* [INSTRUCTIONS FOR THE TASK]:
Using the entries below, say how many of the lines carry "positive". Write the number alone.

[PROVIDED ENTRIES — start]

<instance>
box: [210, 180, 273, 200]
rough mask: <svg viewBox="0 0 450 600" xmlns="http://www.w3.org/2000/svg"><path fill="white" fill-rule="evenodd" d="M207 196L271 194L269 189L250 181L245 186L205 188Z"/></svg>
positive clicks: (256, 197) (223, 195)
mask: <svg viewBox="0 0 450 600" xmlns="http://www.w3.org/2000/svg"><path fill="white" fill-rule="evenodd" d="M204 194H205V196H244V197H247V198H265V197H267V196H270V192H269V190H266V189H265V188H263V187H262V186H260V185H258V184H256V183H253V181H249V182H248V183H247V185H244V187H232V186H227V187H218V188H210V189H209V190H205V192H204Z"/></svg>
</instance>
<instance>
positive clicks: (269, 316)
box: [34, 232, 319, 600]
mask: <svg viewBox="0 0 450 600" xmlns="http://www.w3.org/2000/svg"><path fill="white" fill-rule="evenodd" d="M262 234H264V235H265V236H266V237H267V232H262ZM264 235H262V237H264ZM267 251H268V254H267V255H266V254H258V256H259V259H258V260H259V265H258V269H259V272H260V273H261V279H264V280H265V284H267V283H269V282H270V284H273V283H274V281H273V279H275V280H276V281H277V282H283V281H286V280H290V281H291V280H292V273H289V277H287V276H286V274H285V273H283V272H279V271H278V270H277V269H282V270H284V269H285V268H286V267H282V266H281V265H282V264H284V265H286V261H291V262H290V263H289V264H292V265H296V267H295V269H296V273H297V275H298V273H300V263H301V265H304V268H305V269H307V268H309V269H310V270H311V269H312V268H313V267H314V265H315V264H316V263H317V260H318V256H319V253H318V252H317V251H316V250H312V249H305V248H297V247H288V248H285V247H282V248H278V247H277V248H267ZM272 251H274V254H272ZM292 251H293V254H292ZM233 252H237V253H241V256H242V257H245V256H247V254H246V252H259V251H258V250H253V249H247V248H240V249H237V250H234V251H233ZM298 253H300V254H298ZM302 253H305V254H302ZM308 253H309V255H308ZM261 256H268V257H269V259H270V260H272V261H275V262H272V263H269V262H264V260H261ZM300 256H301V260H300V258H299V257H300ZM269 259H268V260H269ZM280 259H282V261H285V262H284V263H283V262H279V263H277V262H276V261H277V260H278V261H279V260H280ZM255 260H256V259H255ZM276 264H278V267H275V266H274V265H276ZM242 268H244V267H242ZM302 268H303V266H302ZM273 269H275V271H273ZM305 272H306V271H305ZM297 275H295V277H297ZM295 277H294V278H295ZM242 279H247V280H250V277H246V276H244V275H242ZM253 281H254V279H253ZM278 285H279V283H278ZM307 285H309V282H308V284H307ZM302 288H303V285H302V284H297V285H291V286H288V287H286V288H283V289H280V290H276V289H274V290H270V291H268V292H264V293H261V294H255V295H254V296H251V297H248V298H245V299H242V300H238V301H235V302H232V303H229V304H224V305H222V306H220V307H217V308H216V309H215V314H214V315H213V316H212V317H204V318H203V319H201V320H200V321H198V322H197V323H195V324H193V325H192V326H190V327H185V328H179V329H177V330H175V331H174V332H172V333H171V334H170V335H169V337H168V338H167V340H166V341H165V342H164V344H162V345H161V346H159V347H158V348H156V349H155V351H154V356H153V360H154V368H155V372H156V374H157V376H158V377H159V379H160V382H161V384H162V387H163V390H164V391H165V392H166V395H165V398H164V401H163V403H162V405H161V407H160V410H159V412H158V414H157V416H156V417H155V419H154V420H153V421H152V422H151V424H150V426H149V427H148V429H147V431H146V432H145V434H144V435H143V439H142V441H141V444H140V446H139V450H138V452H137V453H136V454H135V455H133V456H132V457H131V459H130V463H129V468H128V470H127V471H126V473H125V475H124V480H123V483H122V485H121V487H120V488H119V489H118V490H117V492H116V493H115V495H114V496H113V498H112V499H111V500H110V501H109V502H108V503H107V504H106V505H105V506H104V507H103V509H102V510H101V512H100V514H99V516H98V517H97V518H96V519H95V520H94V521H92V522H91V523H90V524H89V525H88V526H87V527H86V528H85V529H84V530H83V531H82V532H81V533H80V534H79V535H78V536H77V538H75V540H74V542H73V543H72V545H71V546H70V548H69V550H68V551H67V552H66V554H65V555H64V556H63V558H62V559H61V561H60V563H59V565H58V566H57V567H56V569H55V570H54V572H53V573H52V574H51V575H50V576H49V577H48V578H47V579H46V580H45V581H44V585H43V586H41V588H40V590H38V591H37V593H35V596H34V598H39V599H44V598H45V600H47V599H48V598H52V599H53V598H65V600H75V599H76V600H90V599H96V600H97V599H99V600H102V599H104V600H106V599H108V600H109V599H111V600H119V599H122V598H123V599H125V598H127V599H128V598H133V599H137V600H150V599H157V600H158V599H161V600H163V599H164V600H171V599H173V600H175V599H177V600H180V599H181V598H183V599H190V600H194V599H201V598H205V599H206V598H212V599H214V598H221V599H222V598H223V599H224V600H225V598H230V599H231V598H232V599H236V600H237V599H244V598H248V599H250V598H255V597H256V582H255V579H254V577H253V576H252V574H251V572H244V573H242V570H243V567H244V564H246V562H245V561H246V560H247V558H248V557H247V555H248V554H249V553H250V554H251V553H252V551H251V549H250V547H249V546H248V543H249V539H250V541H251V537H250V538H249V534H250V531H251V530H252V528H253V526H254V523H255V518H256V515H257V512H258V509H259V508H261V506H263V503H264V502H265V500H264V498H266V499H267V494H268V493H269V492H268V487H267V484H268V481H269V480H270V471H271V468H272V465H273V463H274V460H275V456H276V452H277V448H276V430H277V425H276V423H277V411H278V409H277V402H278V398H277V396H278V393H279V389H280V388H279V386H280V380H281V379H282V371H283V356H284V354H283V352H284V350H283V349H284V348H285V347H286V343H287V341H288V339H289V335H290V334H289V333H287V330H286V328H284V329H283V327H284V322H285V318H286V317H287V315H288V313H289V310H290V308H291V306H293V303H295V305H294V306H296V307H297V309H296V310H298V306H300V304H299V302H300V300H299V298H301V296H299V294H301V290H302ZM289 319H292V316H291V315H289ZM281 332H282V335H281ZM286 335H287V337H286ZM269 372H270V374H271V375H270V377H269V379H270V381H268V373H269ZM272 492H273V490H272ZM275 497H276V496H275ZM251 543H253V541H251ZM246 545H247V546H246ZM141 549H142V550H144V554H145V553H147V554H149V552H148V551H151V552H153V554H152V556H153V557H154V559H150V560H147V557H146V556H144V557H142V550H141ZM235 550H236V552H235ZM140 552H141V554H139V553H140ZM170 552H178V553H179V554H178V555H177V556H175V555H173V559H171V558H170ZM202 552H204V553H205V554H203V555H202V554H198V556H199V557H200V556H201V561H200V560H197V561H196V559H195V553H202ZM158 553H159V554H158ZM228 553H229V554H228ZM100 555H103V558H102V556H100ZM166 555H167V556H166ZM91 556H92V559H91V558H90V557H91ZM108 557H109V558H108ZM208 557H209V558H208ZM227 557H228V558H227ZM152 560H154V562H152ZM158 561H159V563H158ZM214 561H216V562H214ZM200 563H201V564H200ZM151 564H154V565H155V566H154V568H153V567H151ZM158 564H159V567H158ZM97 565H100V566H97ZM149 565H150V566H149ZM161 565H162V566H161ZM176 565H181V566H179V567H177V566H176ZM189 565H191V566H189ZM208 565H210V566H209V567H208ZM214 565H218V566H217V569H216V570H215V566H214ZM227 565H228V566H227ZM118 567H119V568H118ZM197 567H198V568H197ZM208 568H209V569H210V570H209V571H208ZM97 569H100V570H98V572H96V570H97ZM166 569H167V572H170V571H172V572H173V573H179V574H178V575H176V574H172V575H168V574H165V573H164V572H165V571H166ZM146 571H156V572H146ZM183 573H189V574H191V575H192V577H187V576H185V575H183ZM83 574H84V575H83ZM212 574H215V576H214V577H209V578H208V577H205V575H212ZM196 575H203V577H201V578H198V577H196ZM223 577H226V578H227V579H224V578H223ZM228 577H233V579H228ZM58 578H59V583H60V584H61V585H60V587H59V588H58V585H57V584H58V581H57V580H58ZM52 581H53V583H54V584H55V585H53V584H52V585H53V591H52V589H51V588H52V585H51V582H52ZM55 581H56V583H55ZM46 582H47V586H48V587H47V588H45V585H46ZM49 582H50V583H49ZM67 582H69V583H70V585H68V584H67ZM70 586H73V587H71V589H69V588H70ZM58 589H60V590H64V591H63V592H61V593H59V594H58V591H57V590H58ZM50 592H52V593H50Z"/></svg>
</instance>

[PROVIDED ENTRIES — finish]

* [TASK RESPONSE]:
2